[Entries from a point annotation set]
● ● ● ●

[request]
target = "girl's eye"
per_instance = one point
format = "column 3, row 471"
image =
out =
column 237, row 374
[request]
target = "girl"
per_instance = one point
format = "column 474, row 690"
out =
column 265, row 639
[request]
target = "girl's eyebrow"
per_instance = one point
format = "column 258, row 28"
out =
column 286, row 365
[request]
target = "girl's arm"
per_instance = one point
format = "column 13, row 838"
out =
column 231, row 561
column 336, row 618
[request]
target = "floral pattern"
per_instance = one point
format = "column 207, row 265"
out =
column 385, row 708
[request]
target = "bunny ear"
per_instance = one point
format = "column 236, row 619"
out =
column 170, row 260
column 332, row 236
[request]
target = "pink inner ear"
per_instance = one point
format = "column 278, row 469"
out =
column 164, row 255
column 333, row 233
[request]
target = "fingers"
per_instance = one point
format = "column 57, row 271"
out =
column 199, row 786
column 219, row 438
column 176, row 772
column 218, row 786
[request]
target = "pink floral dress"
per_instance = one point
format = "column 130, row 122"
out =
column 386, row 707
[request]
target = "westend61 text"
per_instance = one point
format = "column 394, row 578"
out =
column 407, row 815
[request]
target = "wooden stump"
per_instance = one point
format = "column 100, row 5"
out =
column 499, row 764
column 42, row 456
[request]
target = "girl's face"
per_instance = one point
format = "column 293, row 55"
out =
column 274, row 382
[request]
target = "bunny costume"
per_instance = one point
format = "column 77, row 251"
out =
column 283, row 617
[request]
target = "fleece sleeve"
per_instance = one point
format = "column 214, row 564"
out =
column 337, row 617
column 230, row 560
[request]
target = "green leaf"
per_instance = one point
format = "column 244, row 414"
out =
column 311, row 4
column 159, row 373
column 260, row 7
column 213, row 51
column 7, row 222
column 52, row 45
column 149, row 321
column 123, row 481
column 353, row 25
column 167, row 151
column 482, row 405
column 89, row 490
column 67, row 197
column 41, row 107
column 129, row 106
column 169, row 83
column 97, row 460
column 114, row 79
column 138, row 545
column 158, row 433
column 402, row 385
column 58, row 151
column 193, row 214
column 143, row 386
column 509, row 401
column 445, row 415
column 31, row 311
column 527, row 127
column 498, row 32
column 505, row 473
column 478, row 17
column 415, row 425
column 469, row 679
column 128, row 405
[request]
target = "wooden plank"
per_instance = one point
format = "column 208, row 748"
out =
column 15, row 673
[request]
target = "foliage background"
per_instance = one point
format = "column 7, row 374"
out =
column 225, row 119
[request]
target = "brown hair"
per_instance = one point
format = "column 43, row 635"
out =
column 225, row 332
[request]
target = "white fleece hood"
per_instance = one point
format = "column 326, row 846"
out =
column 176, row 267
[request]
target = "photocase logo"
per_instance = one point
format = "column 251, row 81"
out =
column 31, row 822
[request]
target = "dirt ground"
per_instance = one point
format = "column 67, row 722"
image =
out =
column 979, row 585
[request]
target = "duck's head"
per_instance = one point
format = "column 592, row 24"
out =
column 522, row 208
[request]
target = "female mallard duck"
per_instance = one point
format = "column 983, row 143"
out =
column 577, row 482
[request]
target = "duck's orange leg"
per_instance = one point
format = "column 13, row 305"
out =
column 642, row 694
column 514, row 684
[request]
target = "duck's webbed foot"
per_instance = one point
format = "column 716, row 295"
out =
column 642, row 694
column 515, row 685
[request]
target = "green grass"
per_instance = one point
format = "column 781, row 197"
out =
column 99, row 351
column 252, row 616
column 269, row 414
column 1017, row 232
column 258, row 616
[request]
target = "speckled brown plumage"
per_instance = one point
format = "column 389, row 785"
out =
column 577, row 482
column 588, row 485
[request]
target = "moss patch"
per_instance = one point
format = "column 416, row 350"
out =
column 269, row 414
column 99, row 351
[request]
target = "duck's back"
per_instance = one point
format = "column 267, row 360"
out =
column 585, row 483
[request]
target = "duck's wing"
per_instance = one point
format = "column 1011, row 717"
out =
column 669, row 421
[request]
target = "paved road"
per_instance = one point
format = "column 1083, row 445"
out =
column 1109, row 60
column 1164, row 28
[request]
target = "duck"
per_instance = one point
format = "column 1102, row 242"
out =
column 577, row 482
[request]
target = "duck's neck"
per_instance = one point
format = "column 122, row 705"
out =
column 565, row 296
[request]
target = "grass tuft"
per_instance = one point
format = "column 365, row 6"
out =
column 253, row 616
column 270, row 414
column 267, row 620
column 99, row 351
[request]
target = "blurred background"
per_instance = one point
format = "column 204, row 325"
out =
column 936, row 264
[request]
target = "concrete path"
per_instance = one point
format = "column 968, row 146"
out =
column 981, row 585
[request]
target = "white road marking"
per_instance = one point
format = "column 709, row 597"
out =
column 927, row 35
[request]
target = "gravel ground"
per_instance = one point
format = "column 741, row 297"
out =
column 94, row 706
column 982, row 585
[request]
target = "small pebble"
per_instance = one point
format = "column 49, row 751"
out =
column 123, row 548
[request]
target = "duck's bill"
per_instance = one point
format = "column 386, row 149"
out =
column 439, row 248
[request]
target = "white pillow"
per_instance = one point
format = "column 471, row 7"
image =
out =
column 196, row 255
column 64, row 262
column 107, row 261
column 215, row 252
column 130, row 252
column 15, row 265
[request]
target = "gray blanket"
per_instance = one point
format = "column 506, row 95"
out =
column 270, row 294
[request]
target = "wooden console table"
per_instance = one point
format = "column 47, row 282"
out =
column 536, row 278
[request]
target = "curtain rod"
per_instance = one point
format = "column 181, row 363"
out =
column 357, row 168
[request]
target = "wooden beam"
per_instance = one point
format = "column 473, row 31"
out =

● ● ● ●

TASK REQUIREMENTS
Reproduce the entries word for word, from the very first line through the line containing "column 230, row 560", with that line included.

FULL SOLUTION
[request]
target = "girl's eye"
per_instance = one point
format = "column 3, row 471"
image =
out =
column 237, row 374
[request]
target = "girl"
per_instance = one point
format = "column 474, row 690"
out =
column 265, row 639
[request]
target = "girl's eyebrow"
per_instance = one point
format = "column 258, row 28"
out =
column 286, row 365
[request]
target = "girl's arm"
per_instance = one point
format = "column 13, row 838"
out =
column 231, row 561
column 336, row 618
[request]
target = "floral pattern"
per_instance = one point
format = "column 207, row 265"
out =
column 385, row 708
[request]
target = "bunny ear"
per_instance = one point
format = "column 236, row 619"
out =
column 170, row 260
column 332, row 236
[request]
target = "pink inner ear"
per_instance = one point
format = "column 278, row 469"
out =
column 164, row 255
column 333, row 233
[request]
target = "fingers"
per_instance = one point
format = "column 57, row 271"
out =
column 199, row 786
column 219, row 438
column 176, row 772
column 218, row 786
[request]
target = "pink floral dress"
per_instance = one point
format = "column 130, row 122"
out =
column 386, row 707
[request]
target = "westend61 text"
per_instance = one point
format = "column 394, row 578"
out =
column 407, row 815
[request]
target = "wooden stump"
per_instance = one point
format = "column 100, row 5"
out =
column 499, row 764
column 42, row 456
[request]
target = "girl's face"
per_instance = one point
format = "column 293, row 55"
out =
column 274, row 382
[request]
target = "bunny costume"
per_instance = one point
format = "column 77, row 251"
out =
column 283, row 617
[request]
target = "fleece sleeve"
per_instance = one point
format = "column 214, row 564"
out =
column 337, row 617
column 230, row 560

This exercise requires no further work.